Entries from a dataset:
======
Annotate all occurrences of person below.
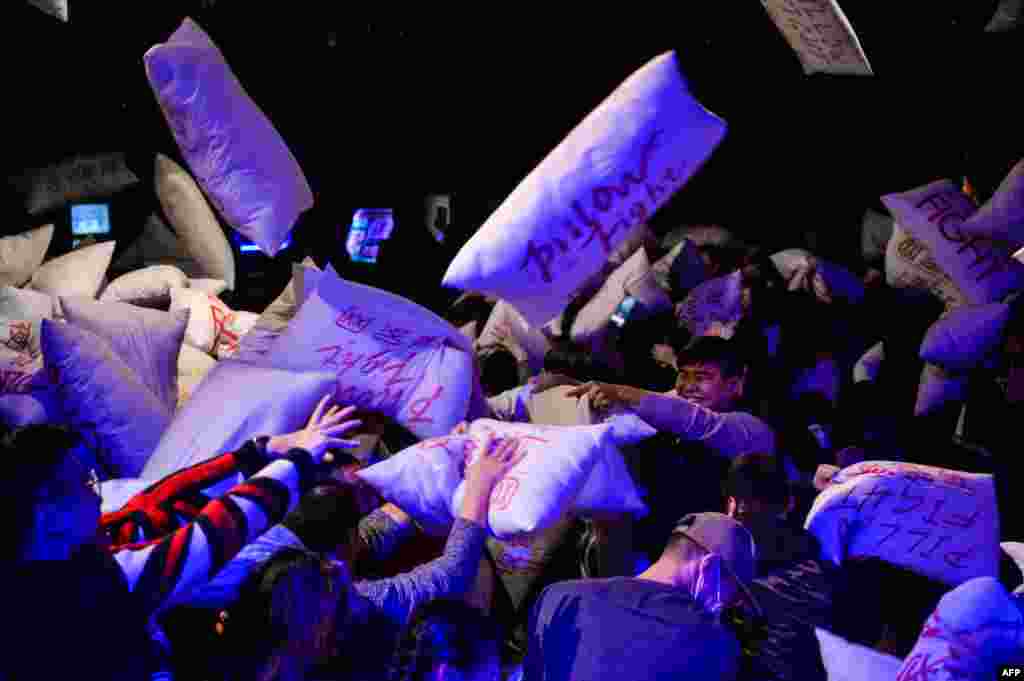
[523,513,756,681]
[167,436,524,679]
[0,395,358,681]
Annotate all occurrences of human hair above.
[0,424,81,564]
[390,600,502,681]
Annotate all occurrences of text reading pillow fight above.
[570,249,672,343]
[42,320,171,477]
[761,0,873,76]
[0,224,53,286]
[893,578,1024,681]
[141,359,335,487]
[265,267,473,437]
[60,298,189,413]
[12,153,139,215]
[921,303,1010,371]
[676,271,743,339]
[144,18,313,258]
[154,154,234,290]
[805,461,999,586]
[234,258,322,361]
[175,343,217,411]
[29,242,116,301]
[99,265,188,309]
[476,300,551,374]
[171,289,259,359]
[882,180,1024,305]
[443,52,726,327]
[814,627,903,681]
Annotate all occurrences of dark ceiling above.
[3,0,1024,266]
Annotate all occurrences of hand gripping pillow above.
[99,265,188,309]
[921,303,1010,371]
[893,578,1024,681]
[444,52,726,327]
[882,180,1024,305]
[42,320,171,477]
[29,242,116,299]
[805,461,999,586]
[676,271,743,339]
[265,268,473,437]
[144,18,313,258]
[141,359,335,487]
[0,224,53,286]
[761,0,874,76]
[571,249,672,343]
[60,298,189,413]
[154,154,234,290]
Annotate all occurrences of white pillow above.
[154,154,234,290]
[814,627,903,681]
[141,359,335,483]
[29,242,116,301]
[443,52,726,327]
[60,298,188,413]
[571,249,672,343]
[99,265,188,309]
[805,461,999,586]
[882,180,1024,305]
[761,0,874,76]
[144,18,313,258]
[921,303,1010,371]
[676,271,743,339]
[265,268,473,437]
[0,224,53,286]
[42,320,171,477]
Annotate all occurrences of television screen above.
[71,204,111,237]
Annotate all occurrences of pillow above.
[814,628,903,681]
[921,303,1010,371]
[171,289,259,359]
[175,343,217,410]
[144,18,313,258]
[894,578,1024,681]
[676,271,743,339]
[99,265,188,309]
[761,0,874,76]
[805,461,999,586]
[265,268,473,437]
[443,52,726,327]
[882,180,1024,305]
[570,249,672,343]
[42,320,171,477]
[141,359,335,483]
[154,154,234,289]
[13,153,138,215]
[476,300,551,374]
[29,242,116,301]
[60,298,188,413]
[0,224,53,286]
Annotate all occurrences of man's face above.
[676,364,741,412]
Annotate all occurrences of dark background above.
[2,0,1024,309]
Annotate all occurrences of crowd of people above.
[6,219,1024,681]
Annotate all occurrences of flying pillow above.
[154,154,234,290]
[99,265,188,309]
[805,461,999,586]
[265,268,473,437]
[0,224,53,286]
[143,18,313,258]
[443,52,726,327]
[761,0,874,76]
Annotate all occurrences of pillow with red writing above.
[805,461,999,586]
[262,267,473,437]
[443,52,726,327]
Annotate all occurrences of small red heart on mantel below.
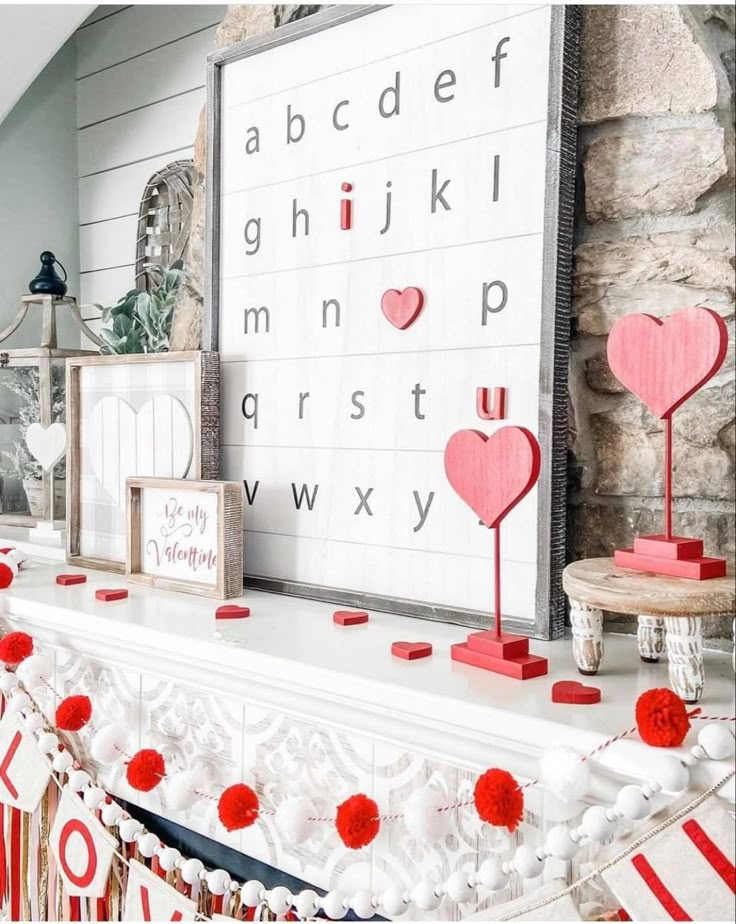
[606,307,728,418]
[215,603,250,619]
[381,286,424,330]
[552,680,601,706]
[391,642,432,661]
[445,427,542,527]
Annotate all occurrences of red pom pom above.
[56,696,92,731]
[217,783,258,831]
[0,632,33,664]
[475,769,524,831]
[335,793,381,850]
[0,561,15,590]
[125,748,166,792]
[636,687,690,748]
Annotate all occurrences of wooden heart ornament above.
[445,427,542,527]
[381,286,424,330]
[26,421,66,472]
[607,307,728,418]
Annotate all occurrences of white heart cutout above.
[26,421,66,472]
[87,395,194,507]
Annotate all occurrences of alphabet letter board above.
[205,5,578,637]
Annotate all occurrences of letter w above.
[291,481,319,510]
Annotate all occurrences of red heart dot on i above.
[332,610,368,626]
[215,603,250,619]
[391,642,432,661]
[552,680,601,706]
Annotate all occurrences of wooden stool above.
[562,558,736,703]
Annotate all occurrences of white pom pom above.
[23,712,46,734]
[15,654,54,690]
[539,747,590,802]
[294,889,319,919]
[90,725,128,764]
[205,869,230,910]
[274,796,317,844]
[404,786,452,844]
[411,879,442,911]
[240,879,266,908]
[166,769,204,812]
[322,891,348,921]
[69,770,90,792]
[698,722,736,760]
[181,857,204,885]
[158,847,181,873]
[82,786,105,812]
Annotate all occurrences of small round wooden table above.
[562,558,736,703]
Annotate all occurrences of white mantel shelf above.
[0,562,734,790]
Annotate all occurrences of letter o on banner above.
[49,786,117,898]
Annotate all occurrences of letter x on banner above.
[602,798,736,921]
[123,860,198,921]
[49,786,117,898]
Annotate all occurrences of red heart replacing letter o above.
[445,427,542,527]
[381,286,424,330]
[608,307,728,417]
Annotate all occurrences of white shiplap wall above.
[76,5,226,327]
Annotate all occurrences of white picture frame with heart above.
[66,351,220,574]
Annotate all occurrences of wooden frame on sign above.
[66,350,220,574]
[126,478,243,600]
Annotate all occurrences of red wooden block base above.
[56,574,87,587]
[552,680,601,706]
[467,629,529,660]
[215,603,250,619]
[613,549,726,581]
[95,587,128,603]
[450,642,548,680]
[332,610,368,626]
[391,642,432,661]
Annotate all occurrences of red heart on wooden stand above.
[445,427,542,527]
[381,286,424,330]
[607,307,728,417]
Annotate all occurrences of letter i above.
[340,183,353,231]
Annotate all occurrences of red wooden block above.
[634,536,703,560]
[56,574,87,587]
[607,307,728,417]
[552,680,601,706]
[391,642,432,661]
[445,427,542,527]
[95,587,128,603]
[613,549,726,581]
[450,642,549,680]
[467,629,529,660]
[215,603,250,619]
[332,610,368,626]
[381,286,424,330]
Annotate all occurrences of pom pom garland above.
[475,768,524,833]
[636,687,690,748]
[0,628,33,664]
[335,793,381,850]
[217,783,259,831]
[125,748,166,792]
[56,696,92,731]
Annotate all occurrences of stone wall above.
[568,6,735,635]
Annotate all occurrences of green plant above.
[100,260,183,353]
[0,366,66,481]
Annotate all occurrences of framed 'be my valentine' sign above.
[205,5,577,636]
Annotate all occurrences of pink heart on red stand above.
[381,286,424,330]
[445,427,542,527]
[607,307,728,417]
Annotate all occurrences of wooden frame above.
[125,478,243,600]
[66,350,220,574]
[203,5,580,638]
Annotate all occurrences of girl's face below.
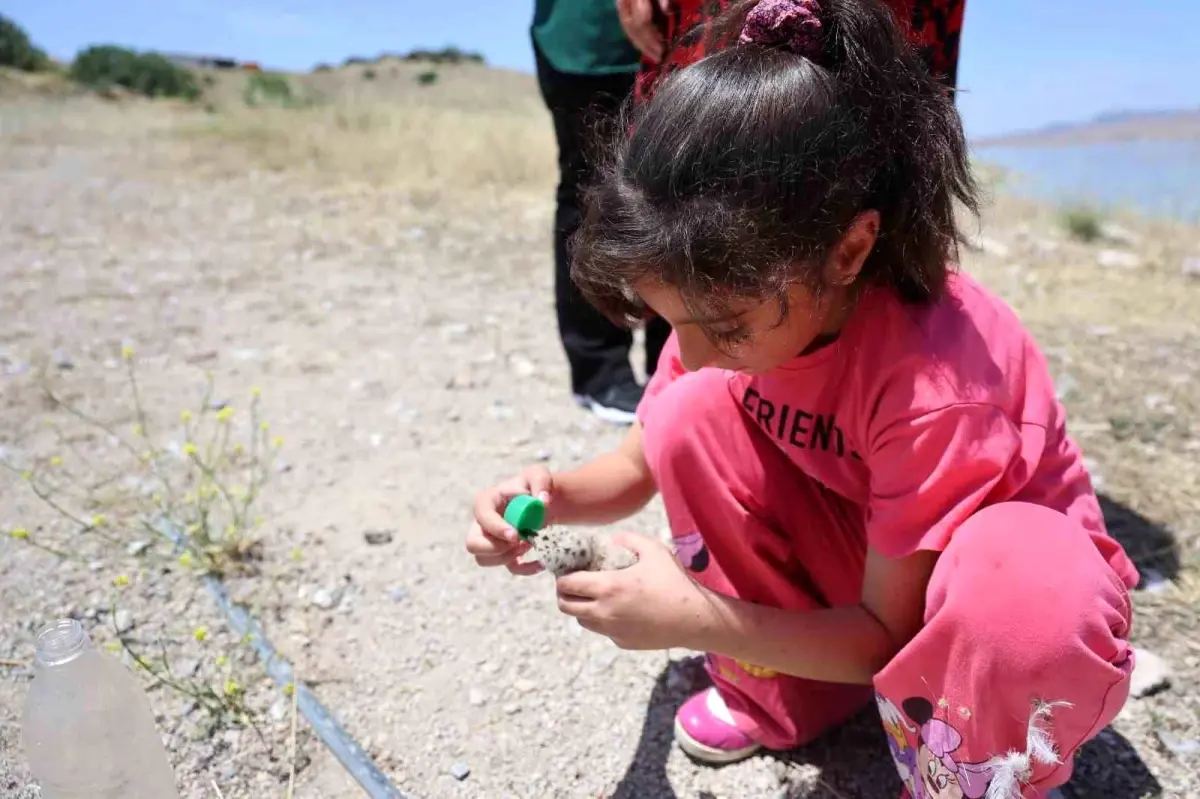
[635,282,850,374]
======
→ **REQUIRED WORK**
Recast the stretch of records from the line containing "Annotate all occurrences of dark background" through the line containing "[291,481,319,510]" as a Markdown table with the columns Row and Line, one row for each line and blank lines omitted. Leave the pictures out of the table.

→ **CORRECT RESULT**
| Row | Line |
|---|---|
| 1 | Annotate all occurrences of dark background above. |
| 2 | [2,0,1024,309] |
| 3 | Annotate all occurrences of crowd of people above. |
| 4 | [6,219,1024,681] |
| 5 | Annotate all occurrences of flying pillow above. |
| 6 | [154,154,234,290] |
| 7 | [99,265,188,309] |
| 8 | [805,461,999,586] |
| 9 | [265,268,473,437] |
| 10 | [0,224,53,286] |
| 11 | [143,18,313,258] |
| 12 | [443,52,726,327] |
| 13 | [761,0,874,76] |
| 14 | Annotate all occurrences of pillow with red writing above. |
| 15 | [805,461,999,586] |
| 16 | [262,267,473,437] |
| 17 | [443,52,726,327] |
| 18 | Annotate all occurrences of small red heart on mantel below. |
| 19 | [606,307,728,418] |
| 20 | [215,603,250,619] |
| 21 | [381,286,424,330] |
| 22 | [552,680,601,706] |
| 23 | [391,642,432,661] |
| 24 | [445,427,542,527] |
| 25 | Annotate all occurrences of red pom pom above. |
| 26 | [56,696,92,731] |
| 27 | [217,783,258,831] |
| 28 | [0,632,33,664] |
| 29 | [475,769,524,831] |
| 30 | [335,793,381,850] |
| 31 | [0,561,15,590] |
| 32 | [125,748,166,792] |
| 33 | [636,687,690,748] |
| 34 | Annotate all occurrences of wooden heart ornament above. |
| 35 | [445,427,542,527] |
| 36 | [381,286,424,330] |
| 37 | [26,421,66,472] |
| 38 | [607,307,728,418] |
| 39 | Annotate all occurrences of white heart cutout above. |
| 40 | [26,421,66,472] |
| 41 | [87,395,194,507] |
| 42 | Annotate all occurrences of alphabet letter board above. |
| 43 | [205,5,578,637] |
| 44 | Annotate all occurrences of letter w above. |
| 45 | [291,481,319,510] |